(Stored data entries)
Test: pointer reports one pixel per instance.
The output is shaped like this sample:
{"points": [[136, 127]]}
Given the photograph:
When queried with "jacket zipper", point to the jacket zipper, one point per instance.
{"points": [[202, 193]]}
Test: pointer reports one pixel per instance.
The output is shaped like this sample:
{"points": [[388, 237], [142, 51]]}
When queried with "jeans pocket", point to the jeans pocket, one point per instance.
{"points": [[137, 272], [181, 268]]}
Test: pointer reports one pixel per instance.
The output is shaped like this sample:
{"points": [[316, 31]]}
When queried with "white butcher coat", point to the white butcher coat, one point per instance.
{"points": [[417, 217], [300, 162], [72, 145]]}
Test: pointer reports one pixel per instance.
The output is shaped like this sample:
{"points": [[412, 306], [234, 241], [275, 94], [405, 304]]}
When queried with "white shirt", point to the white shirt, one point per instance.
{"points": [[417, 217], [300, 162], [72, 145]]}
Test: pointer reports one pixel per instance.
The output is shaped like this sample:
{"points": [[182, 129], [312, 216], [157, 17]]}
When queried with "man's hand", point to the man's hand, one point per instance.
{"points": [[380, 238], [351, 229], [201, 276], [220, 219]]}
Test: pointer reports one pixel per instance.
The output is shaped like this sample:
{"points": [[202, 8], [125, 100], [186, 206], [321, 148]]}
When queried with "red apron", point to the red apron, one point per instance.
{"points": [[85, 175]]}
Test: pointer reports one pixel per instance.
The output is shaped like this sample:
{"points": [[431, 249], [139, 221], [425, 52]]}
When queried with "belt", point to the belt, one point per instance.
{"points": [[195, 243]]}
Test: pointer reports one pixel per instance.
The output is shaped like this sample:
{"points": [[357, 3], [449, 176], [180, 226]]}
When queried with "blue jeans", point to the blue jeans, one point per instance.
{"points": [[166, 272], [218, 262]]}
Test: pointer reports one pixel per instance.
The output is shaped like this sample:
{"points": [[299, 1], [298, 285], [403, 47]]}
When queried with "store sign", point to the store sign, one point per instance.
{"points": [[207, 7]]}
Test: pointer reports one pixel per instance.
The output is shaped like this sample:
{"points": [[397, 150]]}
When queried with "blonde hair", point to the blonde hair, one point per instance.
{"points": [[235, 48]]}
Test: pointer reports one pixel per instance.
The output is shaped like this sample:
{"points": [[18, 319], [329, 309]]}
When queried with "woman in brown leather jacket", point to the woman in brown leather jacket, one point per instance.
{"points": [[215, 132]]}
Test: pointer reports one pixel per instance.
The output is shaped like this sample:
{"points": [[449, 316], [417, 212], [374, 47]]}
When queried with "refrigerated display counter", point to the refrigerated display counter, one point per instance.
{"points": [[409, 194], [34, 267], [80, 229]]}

▸ **Task directions**
Write out the entries in full, exactly as given.

▸ **Answer space**
Test: pointer reports one pixel per instance.
The output is shaped like this sample:
{"points": [[136, 127]]}
Given the photograph:
When queried with "jacket zipper", point to the jacket zipper, one point per instance.
{"points": [[202, 193]]}
Test: pointer reports one pixel per instance.
The output is shaped like this sample:
{"points": [[388, 237], [142, 51]]}
When queried with "jeans pocket", point to the jeans pocket, one point per instance.
{"points": [[137, 272], [181, 268]]}
Test: pointer reports one pixel per instance.
The output is shaped like this sample:
{"points": [[316, 31]]}
When queried with "white butcher coat", point to the white butcher coat, one point per instance.
{"points": [[417, 217], [300, 162], [72, 145]]}
Test: pointer reports one pixel per instance.
The output is shaped like this sample:
{"points": [[412, 306], [234, 241], [275, 94], [405, 304]]}
When queried with "white shirt", point to the white shirt, one point per instance.
{"points": [[417, 217], [300, 162], [72, 145]]}
Test: pointer reports one pixel per instance.
The output is shaped like this sample:
{"points": [[182, 129], [312, 216], [157, 17]]}
When queried with "man's hand", point to the man's hand, one point per instance.
{"points": [[380, 238], [351, 229], [201, 276], [220, 219]]}
Test: pointer reports one pixel per instance.
The output is shaped like this sample:
{"points": [[202, 8], [125, 100], [186, 206], [321, 148]]}
When queried with "red apron", point to the red apron, one point per instance.
{"points": [[85, 175]]}
Test: pointer reports one pixel per instance.
The output is shaped like this sample:
{"points": [[431, 249], [139, 221], [425, 52]]}
When queried with "belt", point to the belt, one point per instance.
{"points": [[195, 243]]}
Test: pointer reports one pixel per instance.
The output is shaped like this sample:
{"points": [[357, 3], [449, 176], [180, 226]]}
When queried with "blue jeans", point to the blue jeans, one point per instance.
{"points": [[166, 272], [218, 262]]}
Test: pointer reports one pixel per instance.
The output is shaped like this sample:
{"points": [[299, 1], [298, 285], [403, 47]]}
When queried with "store sign", point to the store sign, one point per instance.
{"points": [[207, 7]]}
Test: pointer reports one pixel per instance.
The output is shaped like this sample:
{"points": [[397, 150]]}
When queried with "blonde hair", point to the blonde hair, one point per instance.
{"points": [[235, 48]]}
Test: pointer reports one pixel per instance.
The output is shaped like this sample:
{"points": [[18, 319], [329, 309]]}
When queried with "woman in brown leather jacket", point to the woman in brown leather jacket, one point per instance.
{"points": [[215, 132]]}
Test: pointer reports one pixel per instance.
The output is shaped like this sample:
{"points": [[449, 316], [417, 212], [374, 47]]}
When queried with "refrigerated display counter", point to the refrigerated display counter, one point per instance.
{"points": [[409, 194], [34, 267], [80, 229]]}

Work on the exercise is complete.